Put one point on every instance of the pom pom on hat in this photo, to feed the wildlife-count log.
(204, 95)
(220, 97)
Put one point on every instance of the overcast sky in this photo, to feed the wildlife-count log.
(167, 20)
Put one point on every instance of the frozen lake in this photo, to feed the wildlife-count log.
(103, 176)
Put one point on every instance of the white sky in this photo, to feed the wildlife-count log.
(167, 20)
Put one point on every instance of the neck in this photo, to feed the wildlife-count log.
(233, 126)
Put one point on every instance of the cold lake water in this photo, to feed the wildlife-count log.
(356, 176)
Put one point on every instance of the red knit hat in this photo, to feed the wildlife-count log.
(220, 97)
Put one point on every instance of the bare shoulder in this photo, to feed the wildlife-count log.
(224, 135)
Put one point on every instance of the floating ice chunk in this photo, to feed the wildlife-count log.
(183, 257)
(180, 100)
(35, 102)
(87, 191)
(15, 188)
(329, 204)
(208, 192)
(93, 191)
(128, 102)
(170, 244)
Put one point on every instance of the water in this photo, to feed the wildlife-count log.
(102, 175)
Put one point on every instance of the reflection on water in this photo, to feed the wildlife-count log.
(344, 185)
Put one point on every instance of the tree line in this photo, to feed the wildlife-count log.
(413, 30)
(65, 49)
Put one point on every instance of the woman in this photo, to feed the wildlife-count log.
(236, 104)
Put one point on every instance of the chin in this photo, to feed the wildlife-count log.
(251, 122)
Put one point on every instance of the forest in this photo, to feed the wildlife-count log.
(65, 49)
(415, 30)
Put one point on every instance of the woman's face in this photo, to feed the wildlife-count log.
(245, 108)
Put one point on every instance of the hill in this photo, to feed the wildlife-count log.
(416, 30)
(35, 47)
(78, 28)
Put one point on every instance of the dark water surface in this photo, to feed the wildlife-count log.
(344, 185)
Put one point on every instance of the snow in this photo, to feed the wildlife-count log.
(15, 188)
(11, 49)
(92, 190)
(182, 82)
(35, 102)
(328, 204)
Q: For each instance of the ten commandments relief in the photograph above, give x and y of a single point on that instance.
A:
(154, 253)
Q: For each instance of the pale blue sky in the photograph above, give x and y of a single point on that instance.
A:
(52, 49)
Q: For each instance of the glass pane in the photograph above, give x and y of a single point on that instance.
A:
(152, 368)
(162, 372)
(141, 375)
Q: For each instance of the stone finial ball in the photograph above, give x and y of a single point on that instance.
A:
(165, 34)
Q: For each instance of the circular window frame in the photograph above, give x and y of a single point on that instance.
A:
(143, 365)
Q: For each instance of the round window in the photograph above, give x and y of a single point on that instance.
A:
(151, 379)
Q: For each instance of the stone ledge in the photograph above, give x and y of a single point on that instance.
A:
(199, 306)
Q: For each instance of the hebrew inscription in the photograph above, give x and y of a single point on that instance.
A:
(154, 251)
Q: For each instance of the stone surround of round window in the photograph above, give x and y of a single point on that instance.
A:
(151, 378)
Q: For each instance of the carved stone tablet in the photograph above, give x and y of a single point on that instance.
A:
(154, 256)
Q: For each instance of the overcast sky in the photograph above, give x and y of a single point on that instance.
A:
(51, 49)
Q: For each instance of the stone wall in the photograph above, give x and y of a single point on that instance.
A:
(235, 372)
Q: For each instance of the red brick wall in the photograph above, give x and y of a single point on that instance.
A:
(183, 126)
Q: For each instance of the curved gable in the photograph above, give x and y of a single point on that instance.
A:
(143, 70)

***

- Task description -
Each line from the one containing "Q: For each instance of the stone finial" down to the final line of the listing must appear in the answer exactly as written, and no other line may.

- Expected output -
Q: For each instance of the stone finial ball in the photograph above, give x and y of a single point on that instance.
A:
(165, 34)
Q: For each instance of the circular window frame in the photograph above, give x and y of a single point on that instance.
A:
(143, 365)
Q: For each instance of the round window in the photograph above, give x and y of a single point on that instance.
A:
(151, 379)
Q: For each instance of the stone ledge in the photograph above, give x and y of a single point on that instance.
A:
(199, 306)
Q: For each instance of the hebrew inscription in the photograph above, give x and y of a single point on that instance.
A:
(154, 251)
Q: For each instance of the stone surround of round window in the photograph above, give x and y of a single point on that instance.
A:
(151, 378)
Q: For each instance of the carved stone tablet in the photograph above, give x and y of a single point on that instance.
A:
(154, 256)
Q: For each instance of the overcast sky in the photograph above, give x and y of a single point on that instance.
A:
(51, 49)
Q: For each instance of the stone wall in the photograph above, give x and y of a single point on that instance.
A:
(235, 372)
Q: For each instance of the red brick wall in the photograph above, give x and y of a single point on that instance.
A:
(183, 126)
Q: For each instance of the curved gable in the photograph above, give x and y of a single point on that instance.
A:
(143, 70)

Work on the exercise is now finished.